What you should do: Give the entries again exactly, every one of them.

Listed entries:

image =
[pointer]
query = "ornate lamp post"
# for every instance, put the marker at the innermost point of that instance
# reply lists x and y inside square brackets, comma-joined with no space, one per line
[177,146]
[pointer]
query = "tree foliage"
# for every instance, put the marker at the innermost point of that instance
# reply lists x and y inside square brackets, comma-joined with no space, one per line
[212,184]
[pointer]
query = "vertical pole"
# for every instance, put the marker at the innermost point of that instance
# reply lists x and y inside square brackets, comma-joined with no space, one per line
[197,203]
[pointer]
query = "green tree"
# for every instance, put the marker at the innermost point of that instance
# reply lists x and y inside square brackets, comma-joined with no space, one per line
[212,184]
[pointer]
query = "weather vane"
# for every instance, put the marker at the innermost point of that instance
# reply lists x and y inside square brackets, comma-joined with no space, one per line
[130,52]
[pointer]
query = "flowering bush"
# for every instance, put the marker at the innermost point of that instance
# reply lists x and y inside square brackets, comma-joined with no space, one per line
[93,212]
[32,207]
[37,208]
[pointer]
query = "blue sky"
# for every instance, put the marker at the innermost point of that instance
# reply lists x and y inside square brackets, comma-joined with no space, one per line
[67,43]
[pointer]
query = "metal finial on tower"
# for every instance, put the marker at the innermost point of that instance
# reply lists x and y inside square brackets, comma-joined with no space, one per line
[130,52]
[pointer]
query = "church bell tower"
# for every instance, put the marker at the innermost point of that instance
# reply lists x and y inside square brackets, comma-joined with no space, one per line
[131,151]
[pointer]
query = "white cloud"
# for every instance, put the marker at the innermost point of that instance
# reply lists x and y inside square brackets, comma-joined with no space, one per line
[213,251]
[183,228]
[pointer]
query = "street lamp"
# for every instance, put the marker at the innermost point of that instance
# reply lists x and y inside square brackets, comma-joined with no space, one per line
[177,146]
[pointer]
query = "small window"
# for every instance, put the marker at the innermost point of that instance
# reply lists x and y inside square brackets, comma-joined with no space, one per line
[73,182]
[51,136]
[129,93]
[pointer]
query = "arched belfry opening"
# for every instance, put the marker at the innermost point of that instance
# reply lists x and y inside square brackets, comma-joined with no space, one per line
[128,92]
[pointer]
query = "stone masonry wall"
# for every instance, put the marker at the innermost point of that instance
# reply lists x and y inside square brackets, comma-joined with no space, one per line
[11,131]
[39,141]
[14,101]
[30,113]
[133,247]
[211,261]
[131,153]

Response below:
image =
[pointer]
query = "ornate lamp post"
# for every instance, put the marker at the innermost point of that instance
# reply lists x and y inside square brackets, comma-joined with no space, one per line
[177,146]
[pointer]
query = "tree foliage"
# for every instance, put the marker at the innermost point of that instance
# reply lists x and y inside square brackets, comma-joined with no space, one per line
[212,184]
[pointer]
query = "vertical pole"
# for every instance, put the marker at the innermost point of that instance
# reply lists x and y inside square brackets, comma-joined with no space, one per line
[197,203]
[pointer]
query = "green tree"
# for every instance, put the marker at the innermost point of that instance
# reply lists x and y inside square brackets, comma-joined with no space, one per line
[212,184]
[pointer]
query = "weather vane"
# for every instance, put the marker at the innermost point of that instance
# reply lists x and y inside square brackets, comma-joined with no space, one per line
[130,52]
[pointer]
query = "flowering bush"
# for every instance, put the marker at the innermost point of that instance
# reply lists x and y inside square brackets, comma-joined with no space, one per line
[93,212]
[32,207]
[37,208]
[pointer]
query = "blue sky"
# for every instance, put the marker at the innermost point of that instance
# reply lists x and y inside square brackets, comma-joined with no space, one per line
[67,43]
[pointer]
query = "metal finial on tower"
# for every instance, put the marker at the innermost point of that instance
# reply lists x and y inside square brackets, comma-joined with no space, one per line
[130,52]
[pointer]
query = "church bell tower"
# for every instance, put the marker at the innermost point of that instance
# reply lists x and y inside square brackets, comma-joined with no space, one per line
[131,151]
[pointer]
query = "white cloud"
# for every instance, put the marker at the innermost point of that instance
# reply lists x and y inside square brackets, comma-joined with no space, one per line
[213,251]
[183,228]
[pointer]
query = "street lamp"
# for every instance, put the marker at the innermost point of that instance
# reply lists x and y inside square brackets, comma-joined with no space, one per line
[177,146]
[pointer]
query = "small window"
# for every instance, put the marker at the innermost point of that instance
# reply lists x and y inside square brackets, comma-joined with no space, one per line
[73,182]
[51,136]
[129,93]
[pointer]
query = "arched belfry opening"
# for every instance, put the marker at the innermost point of that instance
# reply lists x and y inside square brackets, comma-joined with no space, one per line
[128,92]
[pointer]
query = "stone masonry wall"
# for every instance, put the marker at the innermost point of that instance
# reply lists x and y inside square brackets, comma-joined with no space, one per line
[11,131]
[39,141]
[14,101]
[30,113]
[133,247]
[211,261]
[131,153]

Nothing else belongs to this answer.